▸ **Task details**:
A faithful copy of every entry, with the pictures removed, is what is needed here.

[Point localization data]

********

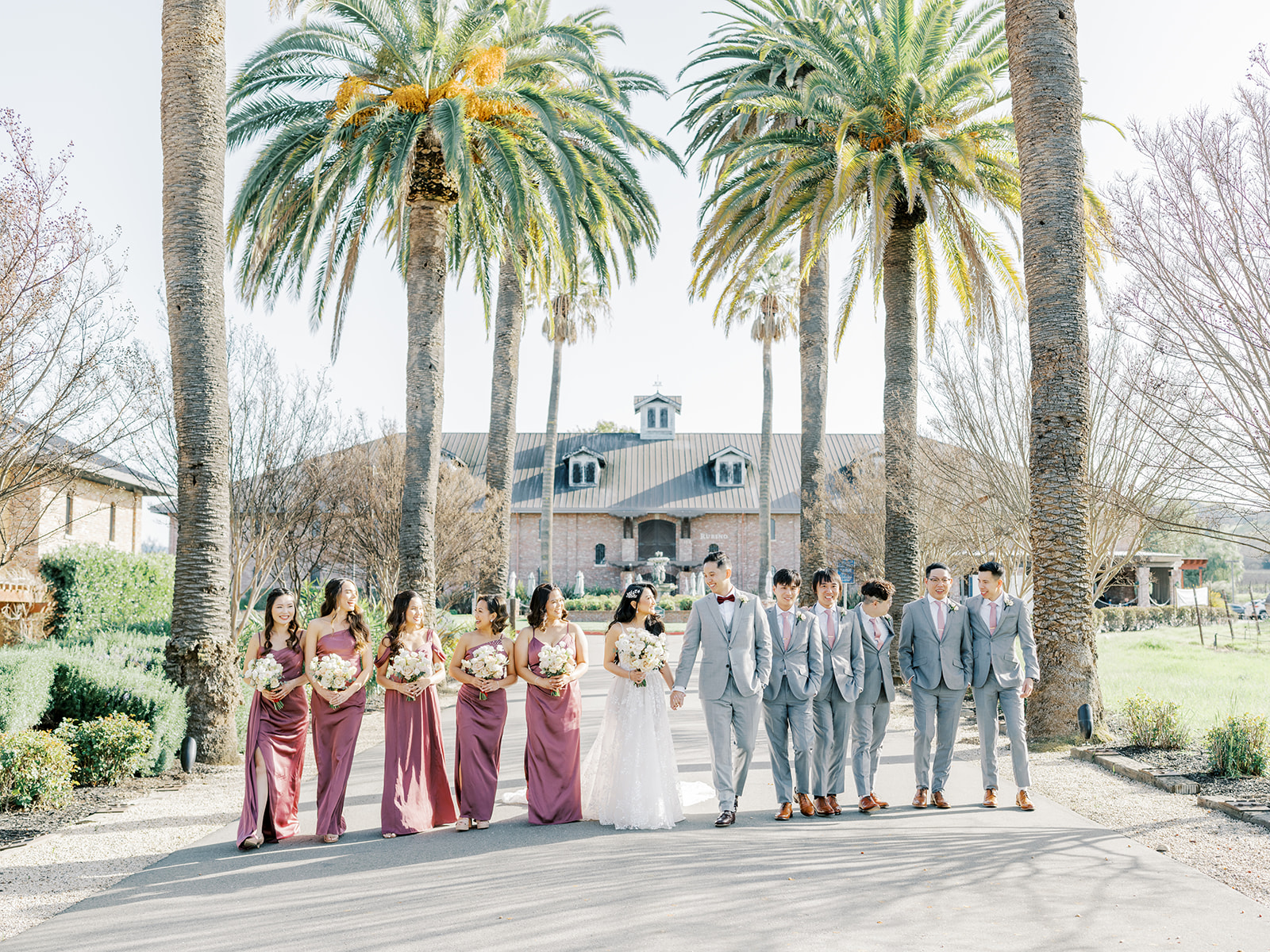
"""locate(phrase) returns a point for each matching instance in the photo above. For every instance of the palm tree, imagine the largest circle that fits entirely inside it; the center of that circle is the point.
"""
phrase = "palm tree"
(772, 300)
(201, 654)
(1045, 86)
(429, 109)
(575, 310)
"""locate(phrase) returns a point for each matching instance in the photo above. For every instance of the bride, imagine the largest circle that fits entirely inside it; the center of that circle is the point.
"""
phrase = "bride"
(629, 778)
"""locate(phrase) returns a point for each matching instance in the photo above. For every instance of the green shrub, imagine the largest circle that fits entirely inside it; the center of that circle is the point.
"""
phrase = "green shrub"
(25, 682)
(107, 749)
(1238, 747)
(87, 689)
(35, 770)
(1155, 724)
(97, 588)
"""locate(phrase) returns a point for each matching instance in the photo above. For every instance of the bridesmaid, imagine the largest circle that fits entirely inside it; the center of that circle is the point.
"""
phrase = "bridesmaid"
(342, 631)
(416, 787)
(552, 749)
(276, 739)
(479, 724)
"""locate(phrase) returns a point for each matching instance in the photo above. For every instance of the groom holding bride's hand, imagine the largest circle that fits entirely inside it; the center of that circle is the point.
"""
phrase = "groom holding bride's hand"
(730, 628)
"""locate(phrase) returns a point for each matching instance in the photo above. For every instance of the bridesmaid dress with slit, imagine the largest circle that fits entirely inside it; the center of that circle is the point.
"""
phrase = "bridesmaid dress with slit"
(552, 749)
(279, 736)
(478, 746)
(416, 787)
(336, 738)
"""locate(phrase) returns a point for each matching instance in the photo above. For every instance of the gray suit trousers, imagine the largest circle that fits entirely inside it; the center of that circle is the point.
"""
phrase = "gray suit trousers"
(732, 715)
(986, 701)
(785, 716)
(868, 730)
(935, 717)
(832, 717)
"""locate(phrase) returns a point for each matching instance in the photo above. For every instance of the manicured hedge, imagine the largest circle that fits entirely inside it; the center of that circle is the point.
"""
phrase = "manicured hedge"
(95, 588)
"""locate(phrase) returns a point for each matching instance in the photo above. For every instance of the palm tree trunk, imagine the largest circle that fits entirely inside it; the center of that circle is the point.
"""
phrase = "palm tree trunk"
(765, 471)
(813, 349)
(201, 654)
(1045, 84)
(902, 556)
(501, 450)
(549, 465)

********

▸ **Your solution**:
"""locate(phrase) returns a point for each matching instance in the photo above. For every instance of the palm tree, imagine the largest circle that fits entirely inside it; the center of that circle is the point.
"""
phrase = "palm tree"
(772, 300)
(201, 654)
(1045, 86)
(429, 109)
(575, 310)
"""locate(phrase) returns a point for each matching instance in the photo above. For every instance of the bride, imagine the largest circle that fits entirely inside it; the center of that circle is the point.
"""
phrase = "bride"
(629, 778)
"""locate(phrase) returns a point for each matching instance in the photo above. For every instance of the green shrub, imagine the largest circle that fits entirely inside it; the center of that circle is the point.
"""
phrase = "green shrub"
(25, 682)
(107, 749)
(1238, 747)
(87, 689)
(35, 770)
(1155, 724)
(97, 588)
"""locate(phrase) returns a point for each matching instance in the photo above. For every instance of the bridesmaid, imagine the largest circle that fits entirely inside it; the center of that circle is the point.
"""
phrase = "bridesmaid"
(342, 631)
(416, 787)
(552, 749)
(276, 739)
(479, 724)
"""locate(phrase) returns a point for each matching instance in the photo above. For every instance of the groom holding bride's hand, imagine the largest circle that fits entirely inside it; the center of that circle is the point.
"""
phrase = "groom holding bride's hand"
(730, 628)
"""locate(phrase) returns a point for each matching instance in the photo above. For every instance of the bridesmaid dress with slit, imagine the largest circle that fits entirely inside it; the center of that circle is the point.
"""
phrase = "bridesmaid dress with slit"
(552, 749)
(279, 736)
(478, 746)
(416, 787)
(336, 738)
"""locate(phrase) returns a point for each matching instance in the photo above. For every instance of the gray suit trousers, imagine the largest circle that fits entirely inside it; the center of that circle is the point.
"""
phrase = "gray suit trousers"
(732, 715)
(986, 701)
(785, 716)
(868, 730)
(935, 717)
(832, 717)
"""locate(phrase) returns a point for each matching instance in the photo above. For every instance of the manicured hedge, imagine the largest circle that fits entirely inside it; the center of that circle is the point.
"""
phrase = "manicured hedge"
(95, 588)
"""locate(phrase) returns a point for each matching instance in the photo above. For every instance of the palm tree trunk, imagine the largest circle that fits entirely inside it; the center of that circle is the point.
"""
phrase = "palm tree trunk"
(765, 471)
(813, 349)
(201, 654)
(1045, 84)
(902, 556)
(501, 450)
(549, 465)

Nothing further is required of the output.